* _Angezeigter Text_
((

An erster Stelle steht eine Kontaktaufnahme. Man lernt die Gebetszeiten/Gottesdienste sowie einzelen Schwestern kennen. Für Interessierte am Ordensleben sind jederzeit Gastaufenthalte möglich, die helfen, der eigenen Berufung auf die Spur zu kommen. Man kann einen Blick "hinter die Kulissen" werfen und am klösterlichen Leben teilnehmen.
Verstärkt sich der Wunsch, sein Leben in der engeren Nachfolge Jesu zu gestalten, kann man sich einer Schwester anvertrauen und mit ihr darüber sprechen. Da jede von uns einmal in dieser Situation war, können die Schwestern Ratschläge geben, wie man sich seiner Berufung sicherer werden kann.

))

* _Aufgabenstellung A_
Übertragen Sie aus dem Text über den Weg ins Ordensleben die Passage ab den Worten „An erster Stelle“ und enden Sie nach „sicherer werden kann.“.
* _Aufgabenstellung B_
Erläutern Sie in ein bis drei Sätzen, weshalb die Schwestern laut dem Text über den Weg ins Ordensleben Ratschläge geben können, wie man sich seiner Berufung sicherer werden kann.
Zur Bearbeitung dient ausschließlich der angezeigte Text.

* _Bereitgestellte Daten_

((

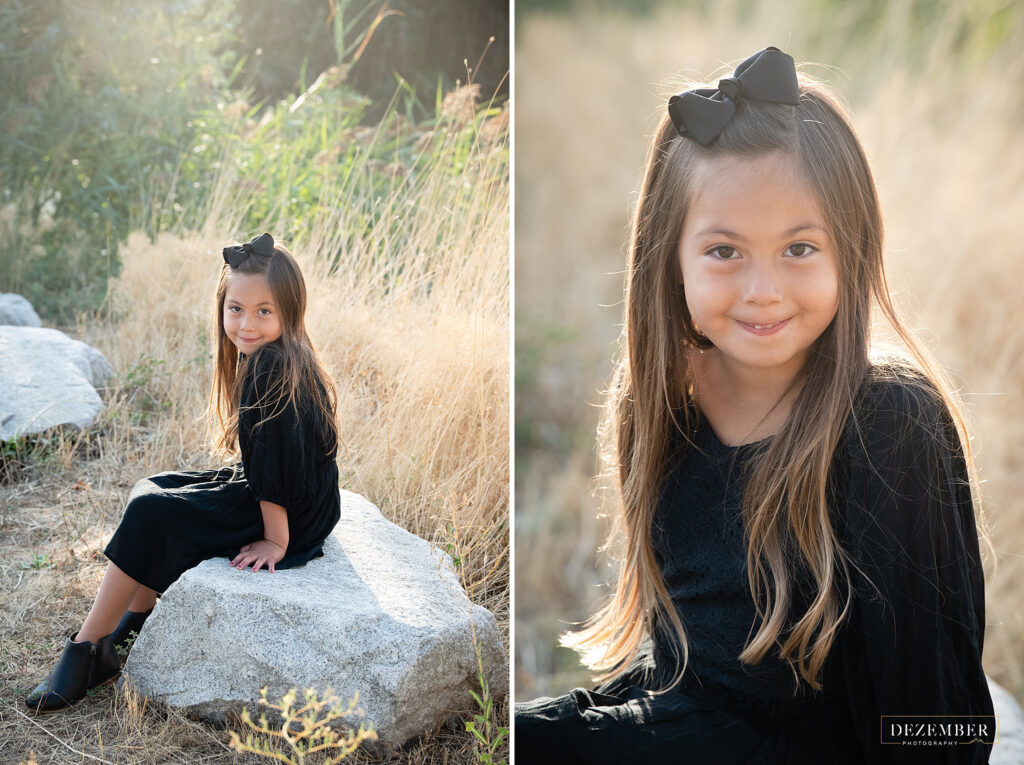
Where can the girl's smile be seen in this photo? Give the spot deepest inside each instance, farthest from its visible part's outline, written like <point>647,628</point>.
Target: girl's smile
<point>759,267</point>
<point>251,319</point>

))

* _Ergebnis A_
An erster Stelle steht eine Kontaktaufnahme. Man lernt die Gebetszeiten/Gottesdienste sowie einzelen Schwestern kennen. Für Interessierte am Ordensleben sind jederzeit Gastaufenthalte möglich, die helfen, der eigenen Berufung auf die Spur zu kommen. Man kann einen Blick "hinter die Kulissen" werfen und am klösterlichen Leben teilnehmen.
Verstärkt sich der Wunsch, sein Leben in der engeren Nachfolge Jesu zu gestalten, kann man sich einer Schwester anvertrauen und mit ihr darüber sprechen. Da jede von uns einmal in dieser Situation war, können die Schwestern Ratschläge geben, wie man sich seiner Berufung sicherer werden kann.

* _Ergebnis B_
Die Schwestern können solche Ratschläge geben, weil jede von ihnen selbst einmal in dieser Situation war. Gemeint ist die Lage, in der sich der Wunsch verstärkt, das eigene Leben in der engeren Nachfolge Jesu zu gestalten.